• [The input]:
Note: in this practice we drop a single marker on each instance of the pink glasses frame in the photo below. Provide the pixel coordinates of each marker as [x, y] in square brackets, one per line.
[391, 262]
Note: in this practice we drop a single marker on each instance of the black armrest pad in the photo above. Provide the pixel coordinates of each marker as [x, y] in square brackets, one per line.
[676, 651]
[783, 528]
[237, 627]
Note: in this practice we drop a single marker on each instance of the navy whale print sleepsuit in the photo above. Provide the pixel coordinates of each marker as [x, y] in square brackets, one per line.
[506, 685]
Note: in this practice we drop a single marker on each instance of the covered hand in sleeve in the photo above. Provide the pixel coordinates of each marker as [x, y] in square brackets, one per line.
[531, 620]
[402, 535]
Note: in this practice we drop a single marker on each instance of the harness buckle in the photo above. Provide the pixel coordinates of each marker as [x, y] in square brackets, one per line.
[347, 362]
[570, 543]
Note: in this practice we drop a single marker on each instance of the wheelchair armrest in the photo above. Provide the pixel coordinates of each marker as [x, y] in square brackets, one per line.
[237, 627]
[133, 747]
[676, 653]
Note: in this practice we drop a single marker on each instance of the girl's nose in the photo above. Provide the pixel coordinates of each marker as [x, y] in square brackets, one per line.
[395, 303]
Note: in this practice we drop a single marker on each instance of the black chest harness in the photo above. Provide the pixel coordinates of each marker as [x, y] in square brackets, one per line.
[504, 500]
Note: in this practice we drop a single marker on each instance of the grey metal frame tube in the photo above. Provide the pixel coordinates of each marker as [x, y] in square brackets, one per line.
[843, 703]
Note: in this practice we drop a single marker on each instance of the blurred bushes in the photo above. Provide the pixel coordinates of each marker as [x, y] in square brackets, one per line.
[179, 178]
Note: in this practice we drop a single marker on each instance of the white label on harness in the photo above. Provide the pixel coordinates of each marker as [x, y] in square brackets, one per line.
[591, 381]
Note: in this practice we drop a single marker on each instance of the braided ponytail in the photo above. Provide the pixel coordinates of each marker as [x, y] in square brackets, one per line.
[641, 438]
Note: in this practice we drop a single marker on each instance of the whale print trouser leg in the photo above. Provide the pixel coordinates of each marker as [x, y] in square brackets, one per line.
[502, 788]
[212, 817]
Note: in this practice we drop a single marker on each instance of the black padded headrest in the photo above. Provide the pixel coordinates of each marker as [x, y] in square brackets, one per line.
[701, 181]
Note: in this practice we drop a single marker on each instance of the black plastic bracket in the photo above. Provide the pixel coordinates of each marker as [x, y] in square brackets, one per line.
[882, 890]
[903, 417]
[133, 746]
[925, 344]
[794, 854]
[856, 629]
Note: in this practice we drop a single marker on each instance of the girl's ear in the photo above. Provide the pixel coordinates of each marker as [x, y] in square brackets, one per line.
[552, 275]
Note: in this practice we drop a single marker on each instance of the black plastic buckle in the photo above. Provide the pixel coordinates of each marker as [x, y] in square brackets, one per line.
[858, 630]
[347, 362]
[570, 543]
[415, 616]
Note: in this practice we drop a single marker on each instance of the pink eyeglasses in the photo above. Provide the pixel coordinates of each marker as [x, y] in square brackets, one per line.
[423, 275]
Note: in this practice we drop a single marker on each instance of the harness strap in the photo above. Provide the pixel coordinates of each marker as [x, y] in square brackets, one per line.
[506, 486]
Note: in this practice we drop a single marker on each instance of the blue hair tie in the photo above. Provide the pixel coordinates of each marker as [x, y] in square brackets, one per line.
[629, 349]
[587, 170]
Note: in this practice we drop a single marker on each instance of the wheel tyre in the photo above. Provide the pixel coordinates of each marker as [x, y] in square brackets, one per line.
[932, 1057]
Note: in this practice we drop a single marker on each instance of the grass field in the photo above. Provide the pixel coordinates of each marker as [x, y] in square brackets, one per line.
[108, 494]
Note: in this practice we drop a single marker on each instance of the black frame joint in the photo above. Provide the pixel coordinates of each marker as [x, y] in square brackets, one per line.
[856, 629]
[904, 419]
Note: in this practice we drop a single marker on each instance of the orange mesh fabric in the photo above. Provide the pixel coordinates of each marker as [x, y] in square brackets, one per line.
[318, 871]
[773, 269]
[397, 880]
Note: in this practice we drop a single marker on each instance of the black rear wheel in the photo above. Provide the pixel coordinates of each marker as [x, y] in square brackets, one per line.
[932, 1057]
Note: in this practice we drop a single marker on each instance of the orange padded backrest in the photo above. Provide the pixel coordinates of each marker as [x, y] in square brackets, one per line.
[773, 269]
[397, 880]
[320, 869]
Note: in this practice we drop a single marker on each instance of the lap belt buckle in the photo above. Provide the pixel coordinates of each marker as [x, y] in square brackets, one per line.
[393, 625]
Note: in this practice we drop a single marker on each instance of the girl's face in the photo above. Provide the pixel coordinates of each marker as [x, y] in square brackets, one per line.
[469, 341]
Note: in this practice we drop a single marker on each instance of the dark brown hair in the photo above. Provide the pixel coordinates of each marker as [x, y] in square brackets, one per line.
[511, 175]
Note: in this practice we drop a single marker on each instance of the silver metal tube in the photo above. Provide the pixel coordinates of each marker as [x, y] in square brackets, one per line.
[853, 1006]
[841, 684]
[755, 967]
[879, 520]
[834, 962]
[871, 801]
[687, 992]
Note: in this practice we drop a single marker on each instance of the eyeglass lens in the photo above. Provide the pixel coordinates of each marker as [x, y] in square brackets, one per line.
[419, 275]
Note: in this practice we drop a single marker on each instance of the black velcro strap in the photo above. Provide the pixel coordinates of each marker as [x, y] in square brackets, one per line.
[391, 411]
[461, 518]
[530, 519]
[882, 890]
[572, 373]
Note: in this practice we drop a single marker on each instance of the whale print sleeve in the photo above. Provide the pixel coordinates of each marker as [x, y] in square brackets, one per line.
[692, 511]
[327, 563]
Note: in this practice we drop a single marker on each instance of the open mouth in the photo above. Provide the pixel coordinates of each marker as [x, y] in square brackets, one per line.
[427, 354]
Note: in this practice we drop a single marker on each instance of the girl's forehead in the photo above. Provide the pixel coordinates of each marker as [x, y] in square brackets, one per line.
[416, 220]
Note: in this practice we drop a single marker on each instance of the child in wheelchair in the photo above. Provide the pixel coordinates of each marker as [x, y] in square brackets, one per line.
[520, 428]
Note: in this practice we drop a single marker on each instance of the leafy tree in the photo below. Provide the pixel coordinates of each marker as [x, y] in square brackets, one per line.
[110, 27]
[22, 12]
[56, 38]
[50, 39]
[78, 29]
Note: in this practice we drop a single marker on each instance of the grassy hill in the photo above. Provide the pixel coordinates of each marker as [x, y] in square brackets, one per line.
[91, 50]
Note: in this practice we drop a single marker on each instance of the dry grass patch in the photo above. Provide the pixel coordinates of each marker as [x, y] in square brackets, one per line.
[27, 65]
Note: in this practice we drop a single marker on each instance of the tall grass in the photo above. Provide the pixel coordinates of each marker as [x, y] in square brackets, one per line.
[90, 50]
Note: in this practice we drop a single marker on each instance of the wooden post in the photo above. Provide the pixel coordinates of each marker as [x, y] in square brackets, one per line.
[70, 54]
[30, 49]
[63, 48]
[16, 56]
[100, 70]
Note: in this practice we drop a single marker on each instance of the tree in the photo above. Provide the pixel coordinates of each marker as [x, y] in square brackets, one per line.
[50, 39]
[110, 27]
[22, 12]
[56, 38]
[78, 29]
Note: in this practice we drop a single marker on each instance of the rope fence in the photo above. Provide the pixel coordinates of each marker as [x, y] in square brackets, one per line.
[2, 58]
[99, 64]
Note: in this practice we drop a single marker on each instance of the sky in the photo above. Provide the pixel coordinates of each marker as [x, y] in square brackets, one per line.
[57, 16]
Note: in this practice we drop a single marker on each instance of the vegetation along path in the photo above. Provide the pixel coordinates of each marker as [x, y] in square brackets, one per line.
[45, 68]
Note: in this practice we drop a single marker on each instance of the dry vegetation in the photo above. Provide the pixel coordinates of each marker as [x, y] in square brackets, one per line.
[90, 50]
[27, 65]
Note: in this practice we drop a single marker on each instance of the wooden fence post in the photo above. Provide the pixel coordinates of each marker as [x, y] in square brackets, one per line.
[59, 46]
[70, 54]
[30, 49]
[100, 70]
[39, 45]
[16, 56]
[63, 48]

• [Problem description]: Take the line that contains "instance of the sky" and every line after it through the end of the listing above, and repeat them exactly.

• [Solution to this problem]:
Note: in this practice we drop a single marker on each instance of the sky in the photo above. Provide the pixel coordinates of each marker as [x, y] in square brackets, one per line.
[57, 16]
Note: in this practice we drop a single marker on each instance of the vegetation along path in the photo above. Provide the pixel coordinates of each marker as [x, y] in square brackets, one per line.
[45, 68]
Note: in this practice we drop a single marker on each instance of the dry vegetation in the photo above. Provide the pixel coordinates of each marker as [x, y] in square brackets, one per line.
[90, 50]
[27, 65]
Note: in this practice we drop a single marker on each instance of the wooden fence post in the photo above. Provide the pixel coordinates of each marker as [x, y] in square brackets, one per line.
[59, 46]
[70, 54]
[30, 49]
[100, 70]
[39, 45]
[16, 56]
[63, 48]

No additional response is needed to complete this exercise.